**TASK GOAL:**
Pull out every line of the rows below that contains the string "tower". Case counts.

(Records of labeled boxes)
══════

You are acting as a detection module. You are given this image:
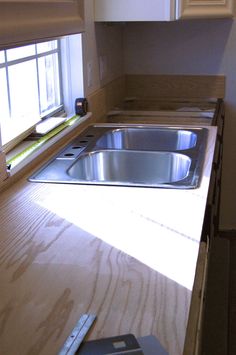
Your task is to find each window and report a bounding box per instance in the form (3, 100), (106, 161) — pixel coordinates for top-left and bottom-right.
(0, 40), (62, 145)
(0, 34), (83, 151)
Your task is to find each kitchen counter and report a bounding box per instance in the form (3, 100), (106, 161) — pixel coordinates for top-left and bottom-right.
(0, 127), (216, 355)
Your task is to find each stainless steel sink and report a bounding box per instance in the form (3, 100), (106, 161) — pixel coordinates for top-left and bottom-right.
(96, 127), (197, 151)
(68, 150), (191, 186)
(29, 124), (207, 189)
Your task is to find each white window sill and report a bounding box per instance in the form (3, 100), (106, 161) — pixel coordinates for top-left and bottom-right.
(7, 112), (91, 177)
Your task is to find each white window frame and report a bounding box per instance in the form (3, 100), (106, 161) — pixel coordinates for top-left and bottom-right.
(0, 34), (84, 152)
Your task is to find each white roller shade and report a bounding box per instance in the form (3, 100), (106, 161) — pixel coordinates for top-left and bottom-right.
(0, 0), (84, 49)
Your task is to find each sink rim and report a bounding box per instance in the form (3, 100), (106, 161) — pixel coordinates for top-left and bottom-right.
(28, 123), (208, 189)
(66, 149), (196, 188)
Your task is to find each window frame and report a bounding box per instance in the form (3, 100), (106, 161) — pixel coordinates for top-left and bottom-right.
(0, 33), (84, 152)
(0, 39), (63, 120)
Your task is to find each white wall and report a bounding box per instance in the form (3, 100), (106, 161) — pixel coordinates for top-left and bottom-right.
(124, 19), (236, 229)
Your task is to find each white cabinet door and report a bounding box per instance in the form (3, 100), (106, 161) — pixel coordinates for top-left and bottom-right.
(94, 0), (175, 22)
(176, 0), (234, 19)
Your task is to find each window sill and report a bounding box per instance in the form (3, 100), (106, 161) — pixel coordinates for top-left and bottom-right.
(7, 112), (92, 180)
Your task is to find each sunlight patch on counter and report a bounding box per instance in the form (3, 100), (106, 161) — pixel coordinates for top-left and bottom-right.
(37, 185), (199, 290)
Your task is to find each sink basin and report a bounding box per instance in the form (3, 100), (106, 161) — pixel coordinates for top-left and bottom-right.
(96, 127), (197, 151)
(68, 150), (191, 187)
(29, 124), (207, 189)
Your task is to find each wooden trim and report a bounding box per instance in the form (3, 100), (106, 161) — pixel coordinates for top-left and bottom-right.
(183, 242), (208, 355)
(0, 151), (8, 183)
(126, 75), (225, 99)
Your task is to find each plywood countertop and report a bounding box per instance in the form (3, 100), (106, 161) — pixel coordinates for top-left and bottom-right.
(0, 127), (216, 355)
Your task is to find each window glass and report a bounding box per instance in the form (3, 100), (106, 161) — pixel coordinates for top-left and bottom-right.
(8, 59), (39, 124)
(6, 44), (35, 61)
(0, 51), (5, 64)
(38, 54), (61, 114)
(37, 41), (57, 54)
(0, 68), (9, 121)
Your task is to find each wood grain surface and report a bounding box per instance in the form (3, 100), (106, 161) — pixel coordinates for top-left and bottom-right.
(0, 124), (216, 355)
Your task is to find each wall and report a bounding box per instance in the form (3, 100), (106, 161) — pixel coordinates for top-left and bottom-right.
(124, 19), (236, 229)
(83, 0), (124, 96)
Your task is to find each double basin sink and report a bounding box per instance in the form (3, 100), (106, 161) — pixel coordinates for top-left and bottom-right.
(29, 124), (207, 189)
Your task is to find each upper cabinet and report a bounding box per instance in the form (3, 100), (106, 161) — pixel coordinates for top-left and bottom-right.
(94, 0), (175, 22)
(179, 0), (234, 19)
(94, 0), (234, 22)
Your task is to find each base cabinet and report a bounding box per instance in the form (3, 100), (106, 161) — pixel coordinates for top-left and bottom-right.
(94, 0), (234, 22)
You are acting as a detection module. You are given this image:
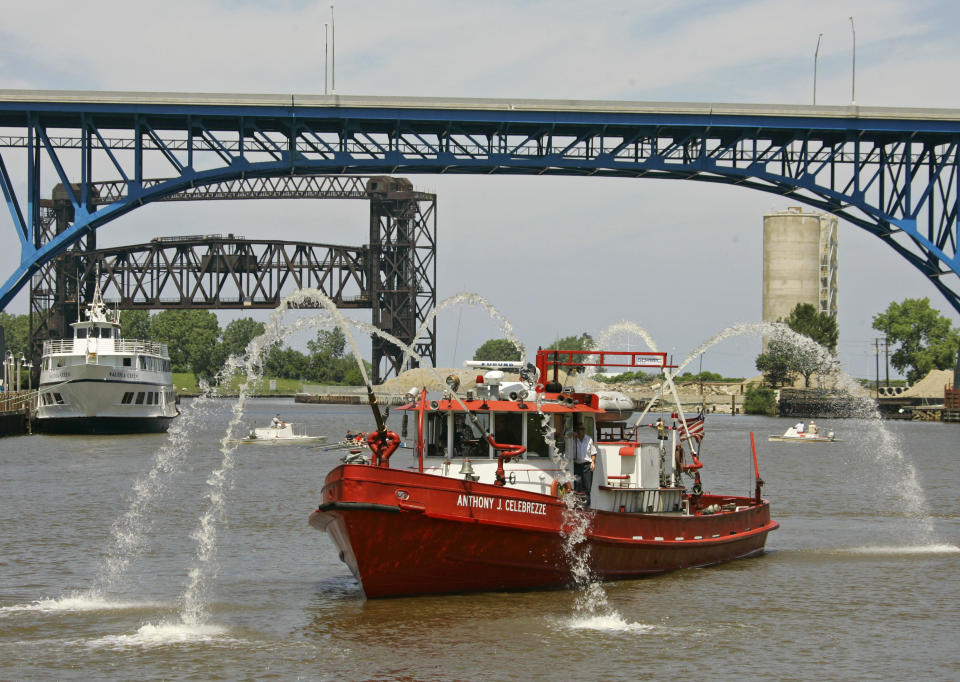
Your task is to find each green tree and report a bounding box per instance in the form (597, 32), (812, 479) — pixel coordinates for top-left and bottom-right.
(120, 310), (150, 339)
(220, 317), (264, 362)
(547, 332), (595, 350)
(473, 339), (520, 360)
(873, 298), (960, 382)
(743, 386), (777, 415)
(0, 312), (30, 358)
(150, 310), (220, 378)
(782, 303), (838, 353)
(756, 336), (796, 387)
(307, 327), (347, 360)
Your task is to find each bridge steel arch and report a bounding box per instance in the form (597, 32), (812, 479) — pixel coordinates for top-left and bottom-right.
(30, 175), (437, 382)
(0, 90), (960, 311)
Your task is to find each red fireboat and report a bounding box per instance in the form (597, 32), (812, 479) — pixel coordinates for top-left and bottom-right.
(310, 350), (778, 598)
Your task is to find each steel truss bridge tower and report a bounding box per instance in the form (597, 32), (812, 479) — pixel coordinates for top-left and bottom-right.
(30, 175), (436, 381)
(0, 90), (960, 350)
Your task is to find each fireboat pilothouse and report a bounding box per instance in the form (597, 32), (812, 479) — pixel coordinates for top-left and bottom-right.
(310, 350), (778, 598)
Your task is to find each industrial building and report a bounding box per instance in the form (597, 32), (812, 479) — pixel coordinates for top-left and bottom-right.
(763, 206), (837, 336)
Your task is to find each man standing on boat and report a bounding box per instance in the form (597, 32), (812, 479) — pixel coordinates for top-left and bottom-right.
(573, 424), (597, 507)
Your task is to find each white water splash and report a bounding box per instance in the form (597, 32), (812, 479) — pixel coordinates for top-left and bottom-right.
(563, 612), (660, 633)
(597, 320), (658, 353)
(0, 593), (169, 617)
(399, 292), (527, 366)
(87, 622), (234, 649)
(675, 322), (936, 544)
(178, 306), (318, 629)
(86, 387), (220, 602)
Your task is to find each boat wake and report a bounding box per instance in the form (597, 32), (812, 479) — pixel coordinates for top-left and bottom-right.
(836, 543), (960, 555)
(87, 621), (239, 649)
(0, 594), (168, 618)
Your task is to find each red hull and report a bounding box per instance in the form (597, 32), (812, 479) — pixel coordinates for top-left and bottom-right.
(310, 464), (778, 598)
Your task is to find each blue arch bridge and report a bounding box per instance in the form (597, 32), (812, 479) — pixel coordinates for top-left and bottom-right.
(0, 90), (960, 374)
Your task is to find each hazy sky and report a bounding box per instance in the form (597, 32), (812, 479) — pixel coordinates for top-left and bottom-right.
(0, 0), (960, 377)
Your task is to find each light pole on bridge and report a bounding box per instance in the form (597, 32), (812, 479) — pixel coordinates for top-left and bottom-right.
(850, 17), (857, 104)
(813, 33), (823, 104)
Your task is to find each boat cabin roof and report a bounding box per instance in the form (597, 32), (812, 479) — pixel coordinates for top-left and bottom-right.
(397, 393), (605, 414)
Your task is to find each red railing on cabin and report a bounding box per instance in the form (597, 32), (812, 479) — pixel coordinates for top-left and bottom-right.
(537, 348), (676, 381)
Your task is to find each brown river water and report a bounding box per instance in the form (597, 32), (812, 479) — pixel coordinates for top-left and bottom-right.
(0, 400), (960, 680)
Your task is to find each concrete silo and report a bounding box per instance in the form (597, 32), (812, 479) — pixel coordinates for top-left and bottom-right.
(763, 206), (837, 332)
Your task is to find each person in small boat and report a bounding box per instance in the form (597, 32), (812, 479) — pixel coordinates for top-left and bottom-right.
(573, 424), (597, 507)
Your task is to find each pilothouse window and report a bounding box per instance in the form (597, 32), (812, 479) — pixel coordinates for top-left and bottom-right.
(453, 412), (490, 458)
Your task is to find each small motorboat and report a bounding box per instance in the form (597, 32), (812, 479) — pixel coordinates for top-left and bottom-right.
(767, 426), (840, 443)
(230, 422), (327, 445)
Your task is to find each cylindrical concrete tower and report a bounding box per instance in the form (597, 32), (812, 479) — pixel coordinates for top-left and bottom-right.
(763, 207), (837, 332)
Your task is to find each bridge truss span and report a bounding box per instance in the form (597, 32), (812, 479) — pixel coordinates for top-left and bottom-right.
(0, 91), (960, 311)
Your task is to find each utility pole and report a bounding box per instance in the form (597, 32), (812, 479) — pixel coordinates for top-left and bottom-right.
(883, 336), (890, 388)
(873, 338), (880, 398)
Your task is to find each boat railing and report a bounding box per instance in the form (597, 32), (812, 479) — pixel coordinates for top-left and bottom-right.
(43, 339), (170, 358)
(0, 389), (37, 412)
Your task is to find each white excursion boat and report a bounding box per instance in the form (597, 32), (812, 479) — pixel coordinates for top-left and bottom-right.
(35, 284), (180, 433)
(231, 422), (327, 445)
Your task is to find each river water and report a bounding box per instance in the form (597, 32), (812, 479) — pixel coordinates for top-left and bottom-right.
(0, 400), (960, 680)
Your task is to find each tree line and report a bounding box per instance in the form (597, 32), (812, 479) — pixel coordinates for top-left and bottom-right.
(473, 298), (960, 388)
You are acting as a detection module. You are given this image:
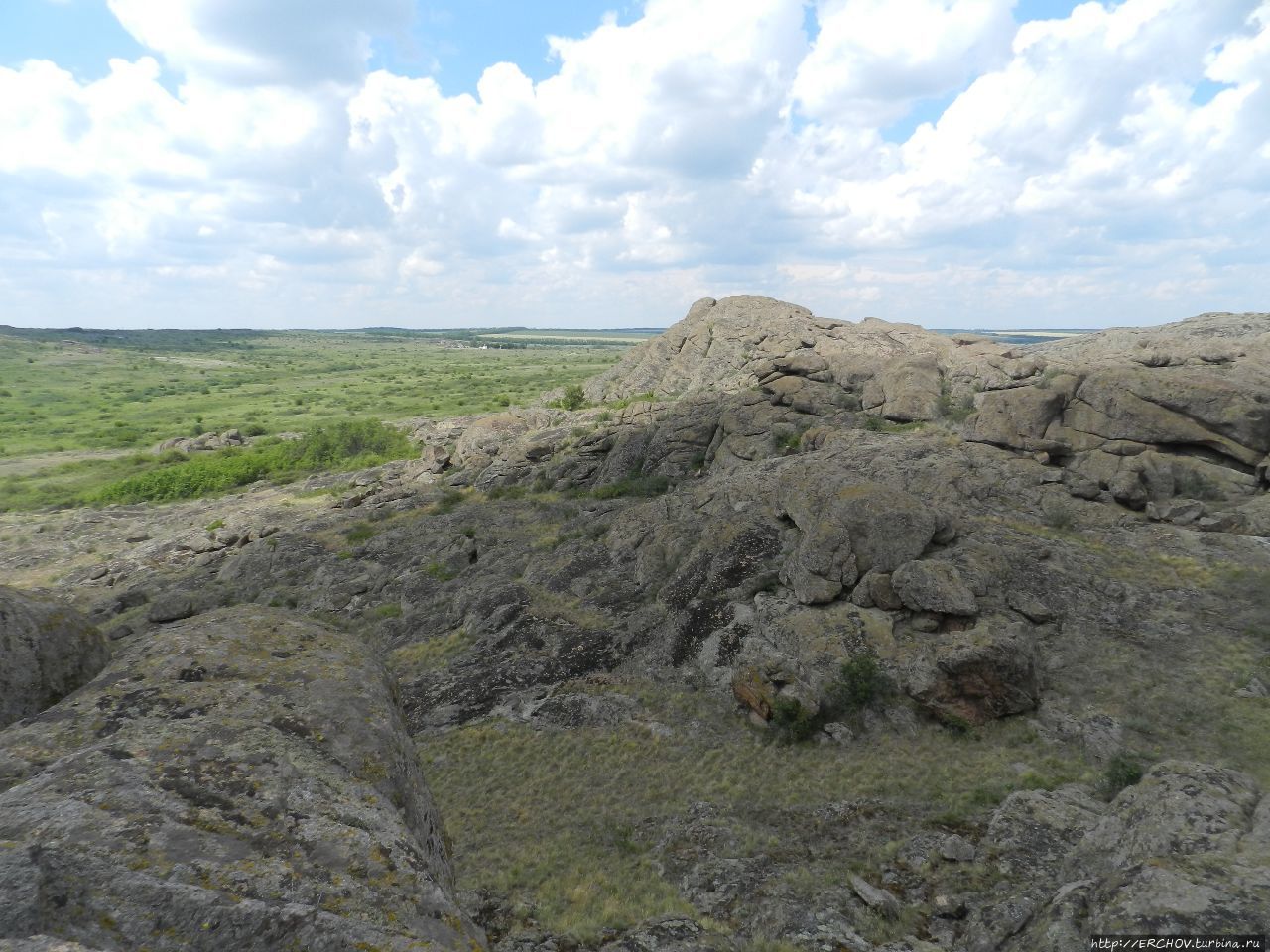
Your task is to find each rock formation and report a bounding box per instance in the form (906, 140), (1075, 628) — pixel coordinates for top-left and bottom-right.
(0, 608), (480, 951)
(0, 586), (110, 727)
(0, 298), (1270, 952)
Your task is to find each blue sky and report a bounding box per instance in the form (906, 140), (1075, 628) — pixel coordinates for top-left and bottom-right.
(0, 0), (1270, 327)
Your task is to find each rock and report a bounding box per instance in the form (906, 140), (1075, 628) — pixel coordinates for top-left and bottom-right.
(890, 559), (979, 616)
(1234, 678), (1270, 697)
(847, 874), (899, 916)
(966, 386), (1070, 452)
(1147, 499), (1204, 526)
(906, 627), (1040, 725)
(940, 833), (975, 863)
(0, 607), (482, 952)
(1063, 367), (1270, 466)
(862, 357), (940, 422)
(1080, 761), (1260, 869)
(731, 667), (776, 721)
(0, 586), (110, 727)
(781, 479), (939, 604)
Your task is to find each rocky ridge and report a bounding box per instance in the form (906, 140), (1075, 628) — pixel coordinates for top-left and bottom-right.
(0, 298), (1270, 951)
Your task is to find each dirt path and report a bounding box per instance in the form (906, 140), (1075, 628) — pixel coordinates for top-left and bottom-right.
(0, 449), (137, 479)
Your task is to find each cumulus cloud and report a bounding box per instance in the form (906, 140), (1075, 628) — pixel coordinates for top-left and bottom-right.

══════

**ANSWER TO THE PROBLEM:**
Your task is to find each steel truss bridge tower and report a bounding box per instance in the form (597, 32), (812, 479) — pixel coordinates for top-left and bottom-right.
Your task is to find each cylindrical concrete tower and report a bounding box per instance in the form (597, 32), (812, 479) — pixel coordinates for top-left and bottom-right.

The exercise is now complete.